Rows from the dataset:
-=-=-
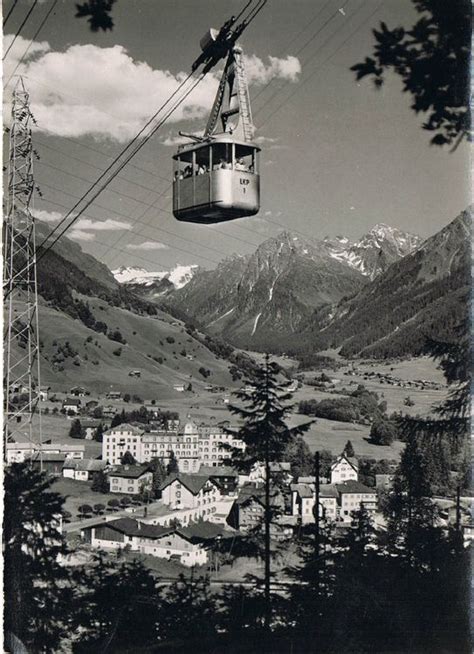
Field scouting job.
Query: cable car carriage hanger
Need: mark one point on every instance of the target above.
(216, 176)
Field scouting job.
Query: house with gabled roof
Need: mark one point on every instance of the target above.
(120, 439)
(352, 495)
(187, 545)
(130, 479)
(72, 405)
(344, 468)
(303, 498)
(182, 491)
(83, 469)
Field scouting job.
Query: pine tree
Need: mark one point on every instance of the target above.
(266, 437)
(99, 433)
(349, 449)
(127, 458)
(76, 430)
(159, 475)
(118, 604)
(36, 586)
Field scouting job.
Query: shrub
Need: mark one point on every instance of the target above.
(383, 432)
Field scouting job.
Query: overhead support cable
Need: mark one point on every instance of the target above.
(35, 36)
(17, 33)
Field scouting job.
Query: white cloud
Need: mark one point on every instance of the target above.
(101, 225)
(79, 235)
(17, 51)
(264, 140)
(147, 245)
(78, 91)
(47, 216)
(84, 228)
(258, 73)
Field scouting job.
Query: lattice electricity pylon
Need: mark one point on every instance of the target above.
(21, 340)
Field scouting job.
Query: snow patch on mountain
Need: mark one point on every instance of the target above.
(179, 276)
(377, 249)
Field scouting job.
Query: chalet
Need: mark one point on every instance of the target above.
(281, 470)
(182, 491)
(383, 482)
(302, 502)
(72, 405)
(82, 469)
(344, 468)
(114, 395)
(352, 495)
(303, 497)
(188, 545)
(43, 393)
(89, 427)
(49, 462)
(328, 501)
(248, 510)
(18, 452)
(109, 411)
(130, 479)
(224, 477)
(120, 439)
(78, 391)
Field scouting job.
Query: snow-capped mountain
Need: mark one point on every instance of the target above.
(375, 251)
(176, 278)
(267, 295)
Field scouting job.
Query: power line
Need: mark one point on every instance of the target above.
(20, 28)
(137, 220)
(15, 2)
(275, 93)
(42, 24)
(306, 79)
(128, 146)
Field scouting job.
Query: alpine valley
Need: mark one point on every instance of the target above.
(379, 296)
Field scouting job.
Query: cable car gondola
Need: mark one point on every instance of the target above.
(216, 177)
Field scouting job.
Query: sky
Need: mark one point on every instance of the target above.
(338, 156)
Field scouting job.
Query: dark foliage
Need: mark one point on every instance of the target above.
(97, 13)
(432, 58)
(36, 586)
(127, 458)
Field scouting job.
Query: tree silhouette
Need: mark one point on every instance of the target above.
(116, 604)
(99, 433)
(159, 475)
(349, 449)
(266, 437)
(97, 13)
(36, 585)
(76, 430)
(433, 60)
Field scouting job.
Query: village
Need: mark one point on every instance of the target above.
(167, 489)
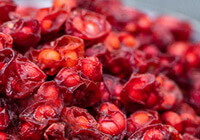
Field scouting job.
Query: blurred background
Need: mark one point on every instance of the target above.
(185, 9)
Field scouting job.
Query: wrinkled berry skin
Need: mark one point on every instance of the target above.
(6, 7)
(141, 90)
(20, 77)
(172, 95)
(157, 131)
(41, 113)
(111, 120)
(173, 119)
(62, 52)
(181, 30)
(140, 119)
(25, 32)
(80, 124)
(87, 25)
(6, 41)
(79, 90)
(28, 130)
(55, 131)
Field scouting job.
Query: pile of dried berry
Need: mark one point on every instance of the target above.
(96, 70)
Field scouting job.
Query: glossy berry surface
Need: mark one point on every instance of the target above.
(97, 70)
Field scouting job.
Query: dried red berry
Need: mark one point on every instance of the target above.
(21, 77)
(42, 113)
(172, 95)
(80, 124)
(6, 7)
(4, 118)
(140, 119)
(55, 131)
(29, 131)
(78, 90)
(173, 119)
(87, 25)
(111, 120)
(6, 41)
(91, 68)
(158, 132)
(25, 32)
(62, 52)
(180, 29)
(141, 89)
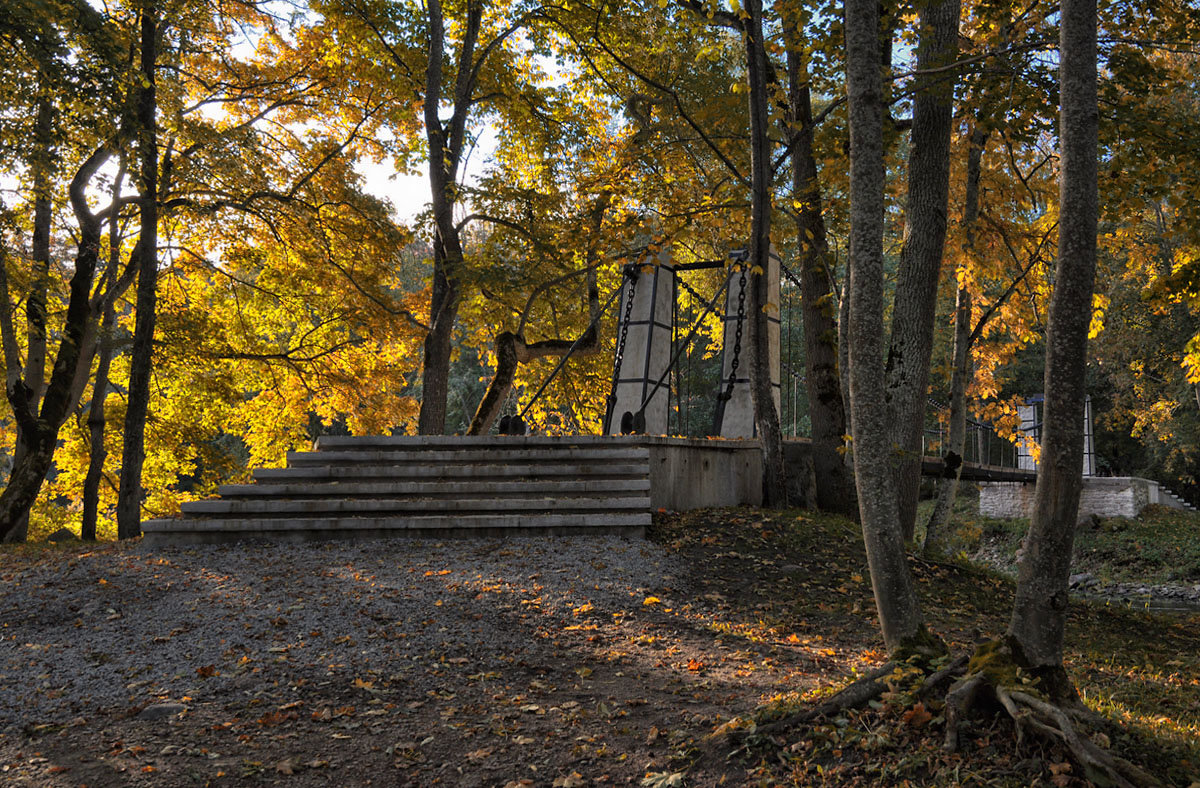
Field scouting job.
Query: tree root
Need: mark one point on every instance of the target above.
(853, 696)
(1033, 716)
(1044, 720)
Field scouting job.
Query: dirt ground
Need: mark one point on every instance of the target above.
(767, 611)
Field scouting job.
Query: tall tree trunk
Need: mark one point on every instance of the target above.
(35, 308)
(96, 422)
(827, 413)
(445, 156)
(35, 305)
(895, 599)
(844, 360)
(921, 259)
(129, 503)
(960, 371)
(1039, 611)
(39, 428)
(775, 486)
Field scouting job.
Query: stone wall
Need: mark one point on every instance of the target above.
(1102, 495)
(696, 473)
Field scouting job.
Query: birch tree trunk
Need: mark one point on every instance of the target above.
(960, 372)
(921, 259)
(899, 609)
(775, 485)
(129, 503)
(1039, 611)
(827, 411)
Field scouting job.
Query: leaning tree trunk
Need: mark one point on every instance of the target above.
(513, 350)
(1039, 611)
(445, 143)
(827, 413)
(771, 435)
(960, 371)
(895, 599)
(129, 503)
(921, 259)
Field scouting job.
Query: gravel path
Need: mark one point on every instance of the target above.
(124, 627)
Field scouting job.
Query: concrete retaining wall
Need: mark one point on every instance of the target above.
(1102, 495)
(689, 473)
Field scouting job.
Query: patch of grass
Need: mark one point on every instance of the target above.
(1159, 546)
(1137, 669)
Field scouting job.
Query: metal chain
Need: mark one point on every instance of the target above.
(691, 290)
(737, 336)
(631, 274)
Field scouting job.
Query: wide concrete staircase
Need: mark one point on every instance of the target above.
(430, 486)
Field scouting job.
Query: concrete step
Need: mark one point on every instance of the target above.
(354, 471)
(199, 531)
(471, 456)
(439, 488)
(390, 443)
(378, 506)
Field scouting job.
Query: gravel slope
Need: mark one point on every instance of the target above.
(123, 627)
-=-=-
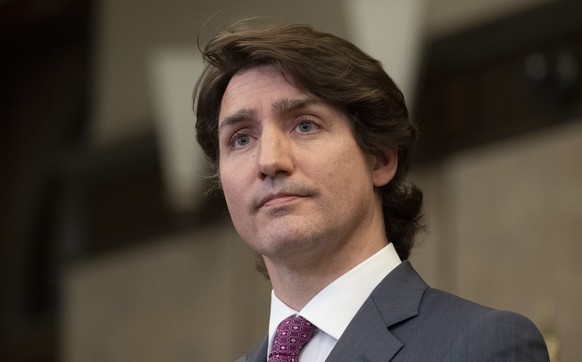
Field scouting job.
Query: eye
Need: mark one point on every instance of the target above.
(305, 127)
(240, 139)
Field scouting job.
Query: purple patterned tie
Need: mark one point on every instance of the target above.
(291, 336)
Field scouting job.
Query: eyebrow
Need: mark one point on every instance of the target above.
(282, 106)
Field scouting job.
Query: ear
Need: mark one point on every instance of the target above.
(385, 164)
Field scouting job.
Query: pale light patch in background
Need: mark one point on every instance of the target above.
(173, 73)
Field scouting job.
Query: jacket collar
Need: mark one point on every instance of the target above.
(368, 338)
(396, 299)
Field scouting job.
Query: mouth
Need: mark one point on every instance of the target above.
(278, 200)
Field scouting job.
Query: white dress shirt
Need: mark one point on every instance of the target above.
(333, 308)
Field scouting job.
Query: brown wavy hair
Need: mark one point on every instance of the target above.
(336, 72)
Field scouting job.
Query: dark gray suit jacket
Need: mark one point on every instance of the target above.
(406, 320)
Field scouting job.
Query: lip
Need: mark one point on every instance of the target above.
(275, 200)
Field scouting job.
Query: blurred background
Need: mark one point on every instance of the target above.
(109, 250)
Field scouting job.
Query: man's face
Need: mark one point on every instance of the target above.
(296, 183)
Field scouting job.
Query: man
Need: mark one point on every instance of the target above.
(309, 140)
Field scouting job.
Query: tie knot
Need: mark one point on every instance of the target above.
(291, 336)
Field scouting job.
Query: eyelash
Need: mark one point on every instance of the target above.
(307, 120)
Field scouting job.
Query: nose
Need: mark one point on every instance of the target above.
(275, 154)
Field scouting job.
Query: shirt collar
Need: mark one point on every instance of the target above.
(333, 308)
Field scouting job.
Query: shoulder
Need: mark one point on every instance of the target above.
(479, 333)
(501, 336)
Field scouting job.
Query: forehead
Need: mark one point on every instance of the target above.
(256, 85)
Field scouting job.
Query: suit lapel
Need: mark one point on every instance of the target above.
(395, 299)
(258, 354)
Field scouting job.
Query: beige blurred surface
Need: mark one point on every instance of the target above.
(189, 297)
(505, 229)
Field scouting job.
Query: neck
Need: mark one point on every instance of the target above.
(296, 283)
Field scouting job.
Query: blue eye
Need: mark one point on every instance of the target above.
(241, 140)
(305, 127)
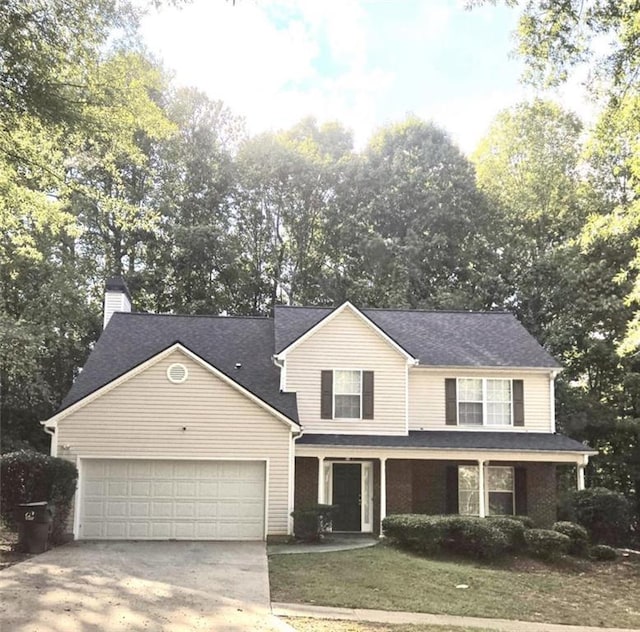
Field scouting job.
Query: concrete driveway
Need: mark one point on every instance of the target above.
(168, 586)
-=-=-
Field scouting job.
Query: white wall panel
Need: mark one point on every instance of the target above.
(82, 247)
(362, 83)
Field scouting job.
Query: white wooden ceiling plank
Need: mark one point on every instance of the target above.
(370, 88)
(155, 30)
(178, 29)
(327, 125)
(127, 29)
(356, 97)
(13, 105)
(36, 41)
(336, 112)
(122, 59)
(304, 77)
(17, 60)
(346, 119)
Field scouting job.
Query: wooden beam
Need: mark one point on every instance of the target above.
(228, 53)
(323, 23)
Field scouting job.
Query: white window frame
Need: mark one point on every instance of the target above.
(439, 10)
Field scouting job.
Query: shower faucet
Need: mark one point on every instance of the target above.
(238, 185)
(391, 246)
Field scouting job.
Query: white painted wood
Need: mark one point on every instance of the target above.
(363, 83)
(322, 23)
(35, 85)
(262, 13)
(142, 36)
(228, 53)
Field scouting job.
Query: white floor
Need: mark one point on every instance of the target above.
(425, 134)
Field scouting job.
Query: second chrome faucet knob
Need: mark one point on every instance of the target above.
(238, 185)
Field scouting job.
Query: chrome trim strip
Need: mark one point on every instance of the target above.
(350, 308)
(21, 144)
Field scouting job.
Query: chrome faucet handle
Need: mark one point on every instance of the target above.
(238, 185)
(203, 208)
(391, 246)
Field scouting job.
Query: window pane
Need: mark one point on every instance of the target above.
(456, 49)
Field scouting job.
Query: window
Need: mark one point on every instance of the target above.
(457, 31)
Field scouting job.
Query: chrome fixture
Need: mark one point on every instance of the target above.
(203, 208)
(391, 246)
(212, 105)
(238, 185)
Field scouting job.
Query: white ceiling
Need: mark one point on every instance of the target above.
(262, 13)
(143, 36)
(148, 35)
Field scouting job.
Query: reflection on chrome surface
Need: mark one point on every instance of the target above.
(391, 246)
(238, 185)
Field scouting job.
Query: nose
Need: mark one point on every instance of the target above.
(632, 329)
-=-=-
### PROMPT
Which lines in the entries above contain the string "chrome"? Select each one and copy it out, treating uppercase and lowercase letters as different.

### ANSWER FOR THIS EXERCISE
Query: second chrome faucet knob
Query: chrome trim strip
Query: chrome faucet handle
Query: chrome fixture
Query: reflection on chrome surface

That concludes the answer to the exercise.